→ **TASK DESCRIPTION**: Copy out each line exactly as it appears.

##### DATA FOR THIS TASK

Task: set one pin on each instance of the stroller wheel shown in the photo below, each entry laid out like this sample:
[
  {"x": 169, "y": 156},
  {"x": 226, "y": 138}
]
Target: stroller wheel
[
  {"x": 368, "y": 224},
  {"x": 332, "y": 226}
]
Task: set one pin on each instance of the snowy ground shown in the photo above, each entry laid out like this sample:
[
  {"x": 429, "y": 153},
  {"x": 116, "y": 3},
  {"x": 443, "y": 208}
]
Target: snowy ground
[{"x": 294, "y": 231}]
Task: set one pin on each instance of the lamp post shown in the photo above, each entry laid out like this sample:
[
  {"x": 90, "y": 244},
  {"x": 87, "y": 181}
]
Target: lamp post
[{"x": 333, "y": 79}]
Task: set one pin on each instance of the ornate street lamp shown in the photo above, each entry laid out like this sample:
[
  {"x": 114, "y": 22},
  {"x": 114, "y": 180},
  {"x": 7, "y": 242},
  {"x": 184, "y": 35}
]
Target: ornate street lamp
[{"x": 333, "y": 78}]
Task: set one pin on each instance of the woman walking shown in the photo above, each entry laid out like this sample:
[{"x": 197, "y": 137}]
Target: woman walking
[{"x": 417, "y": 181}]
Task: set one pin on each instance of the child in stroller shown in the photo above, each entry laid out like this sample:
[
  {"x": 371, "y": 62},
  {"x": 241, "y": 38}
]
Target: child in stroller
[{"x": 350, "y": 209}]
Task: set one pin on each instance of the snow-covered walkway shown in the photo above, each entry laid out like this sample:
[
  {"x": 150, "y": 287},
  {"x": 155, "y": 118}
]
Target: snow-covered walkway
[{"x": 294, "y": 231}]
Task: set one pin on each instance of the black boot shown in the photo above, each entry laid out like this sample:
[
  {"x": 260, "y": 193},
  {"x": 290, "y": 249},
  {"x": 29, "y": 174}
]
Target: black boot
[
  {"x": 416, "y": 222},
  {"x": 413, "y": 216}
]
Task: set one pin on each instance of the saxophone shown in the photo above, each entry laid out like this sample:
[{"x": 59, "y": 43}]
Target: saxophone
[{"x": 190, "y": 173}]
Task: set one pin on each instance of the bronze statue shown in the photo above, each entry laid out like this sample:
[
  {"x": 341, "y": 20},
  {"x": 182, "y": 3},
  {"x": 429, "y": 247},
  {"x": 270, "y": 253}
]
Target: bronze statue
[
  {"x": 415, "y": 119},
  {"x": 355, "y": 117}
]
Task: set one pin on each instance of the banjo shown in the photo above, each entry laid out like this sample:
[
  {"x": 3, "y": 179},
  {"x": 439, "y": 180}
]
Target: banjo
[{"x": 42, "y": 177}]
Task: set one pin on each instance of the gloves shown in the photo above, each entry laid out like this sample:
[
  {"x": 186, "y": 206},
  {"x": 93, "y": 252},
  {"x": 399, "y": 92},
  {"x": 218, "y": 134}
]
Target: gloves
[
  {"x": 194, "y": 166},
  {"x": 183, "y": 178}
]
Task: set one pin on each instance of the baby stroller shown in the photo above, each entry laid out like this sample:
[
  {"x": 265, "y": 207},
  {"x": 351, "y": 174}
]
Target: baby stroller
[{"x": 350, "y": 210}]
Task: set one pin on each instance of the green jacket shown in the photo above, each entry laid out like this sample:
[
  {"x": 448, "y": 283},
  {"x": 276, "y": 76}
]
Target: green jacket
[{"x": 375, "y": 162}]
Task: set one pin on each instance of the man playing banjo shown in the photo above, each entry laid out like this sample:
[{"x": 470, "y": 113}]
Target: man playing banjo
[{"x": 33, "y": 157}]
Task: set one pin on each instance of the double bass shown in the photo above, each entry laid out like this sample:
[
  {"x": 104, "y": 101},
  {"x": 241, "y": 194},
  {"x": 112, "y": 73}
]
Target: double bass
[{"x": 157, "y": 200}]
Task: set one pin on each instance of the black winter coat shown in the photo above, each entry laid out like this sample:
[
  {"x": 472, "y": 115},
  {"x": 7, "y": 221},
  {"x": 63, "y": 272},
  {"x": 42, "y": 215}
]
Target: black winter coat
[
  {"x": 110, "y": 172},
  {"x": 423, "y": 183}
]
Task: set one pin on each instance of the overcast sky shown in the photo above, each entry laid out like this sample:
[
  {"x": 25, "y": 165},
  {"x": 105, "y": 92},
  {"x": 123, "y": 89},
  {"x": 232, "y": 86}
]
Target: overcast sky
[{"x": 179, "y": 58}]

##########

→ **SOLUTION TO THE EXERCISE**:
Task: set one pin on each instance of the stroller wheel shown in the photo below, each entry laid out like this sample:
[
  {"x": 169, "y": 156},
  {"x": 226, "y": 138}
]
Target: stroller wheel
[
  {"x": 368, "y": 224},
  {"x": 332, "y": 226}
]
Task: set one pin on each instance of the snowy ground shown in the photo above, each entry laid out like this sample:
[
  {"x": 429, "y": 153},
  {"x": 116, "y": 3},
  {"x": 443, "y": 208}
]
Target: snowy ground
[{"x": 294, "y": 231}]
Task: set one pin on each instance of the lamp post shown in the photo above, each entry laid out like this sample:
[
  {"x": 90, "y": 244},
  {"x": 87, "y": 181}
]
Target: lamp post
[{"x": 333, "y": 79}]
Task: set one pin on each instance of the ornate street lamp shown in the photo above, each entry laid out like this sample:
[
  {"x": 114, "y": 22},
  {"x": 114, "y": 180},
  {"x": 7, "y": 242},
  {"x": 184, "y": 35}
]
Target: ornate street lamp
[{"x": 333, "y": 78}]
Task: set one pin on each instance of the woman walking shown in the photo above, each entry laid out like this sample:
[{"x": 197, "y": 137}]
Target: woman walking
[{"x": 417, "y": 181}]
Task: set one pin on each instance of the child in stroller shown in the photo above, each entry laid out like this sample:
[
  {"x": 371, "y": 62},
  {"x": 241, "y": 38}
]
Target: child in stroller
[{"x": 350, "y": 209}]
Task: set one pin on each instance of the snow-covered walkway shown in the photo above, each entry laid out like this sample:
[
  {"x": 150, "y": 287},
  {"x": 155, "y": 118}
]
Target: snow-covered walkway
[{"x": 294, "y": 231}]
Task: set one pin on each instance of the black boot shown in the photo above, each entry laid out like this sample:
[
  {"x": 260, "y": 193},
  {"x": 290, "y": 249},
  {"x": 29, "y": 174}
]
Target: black boot
[
  {"x": 416, "y": 222},
  {"x": 413, "y": 216}
]
Task: set one pin on each instance of the saxophone shown in the photo above, each entry laid out like this sample:
[{"x": 59, "y": 43}]
Target: saxophone
[{"x": 190, "y": 173}]
Task: set one pin on each instance of the bronze statue shown in the photo above, each entry laid out like this sample:
[
  {"x": 341, "y": 20},
  {"x": 182, "y": 3},
  {"x": 429, "y": 247},
  {"x": 270, "y": 253}
]
Target: bronze statue
[
  {"x": 415, "y": 119},
  {"x": 355, "y": 117}
]
Task: set one pin on each instance of the banjo shown in the photo above, each entry laid out like this sample:
[
  {"x": 3, "y": 179},
  {"x": 439, "y": 180}
]
Target: banjo
[{"x": 42, "y": 177}]
Task: set one pin on each instance of the gloves shown in the photo above, each entry laid out like this sample:
[
  {"x": 186, "y": 206},
  {"x": 93, "y": 252},
  {"x": 399, "y": 92},
  {"x": 218, "y": 134}
]
Target: gloves
[
  {"x": 194, "y": 166},
  {"x": 183, "y": 178}
]
Task: set one pin on each instance of the baby stroller shown in the photo above, each entry laid out like this sample:
[
  {"x": 265, "y": 207},
  {"x": 351, "y": 174}
]
Target: baby stroller
[{"x": 350, "y": 210}]
Task: set one pin on each instance of the green jacket shown in the photo above, each entry laid out like this sample:
[
  {"x": 448, "y": 283},
  {"x": 276, "y": 76}
]
Target: green jacket
[{"x": 375, "y": 162}]
Task: set one pin on each instance of the man playing banjo shown in the photo above, each entry laid out like this sample:
[{"x": 470, "y": 113}]
Target: man playing banjo
[{"x": 33, "y": 157}]
Task: set one pin on each instance of the double bass shown in the photo above, each entry laid out like this sample:
[
  {"x": 104, "y": 101},
  {"x": 241, "y": 194},
  {"x": 112, "y": 73}
]
Target: double bass
[{"x": 157, "y": 200}]
Task: set one pin on each instance of the black winter coat shown in the photo above, each entry laid out like this sample:
[
  {"x": 472, "y": 115},
  {"x": 7, "y": 221},
  {"x": 63, "y": 272},
  {"x": 42, "y": 215}
]
Target: black winter coat
[
  {"x": 110, "y": 172},
  {"x": 423, "y": 183}
]
Task: set one pin on each instance of the overcast sky shown in the photo above, each entry laid out like this sample:
[
  {"x": 25, "y": 165},
  {"x": 105, "y": 92},
  {"x": 123, "y": 89},
  {"x": 232, "y": 86}
]
Target: overcast sky
[{"x": 179, "y": 58}]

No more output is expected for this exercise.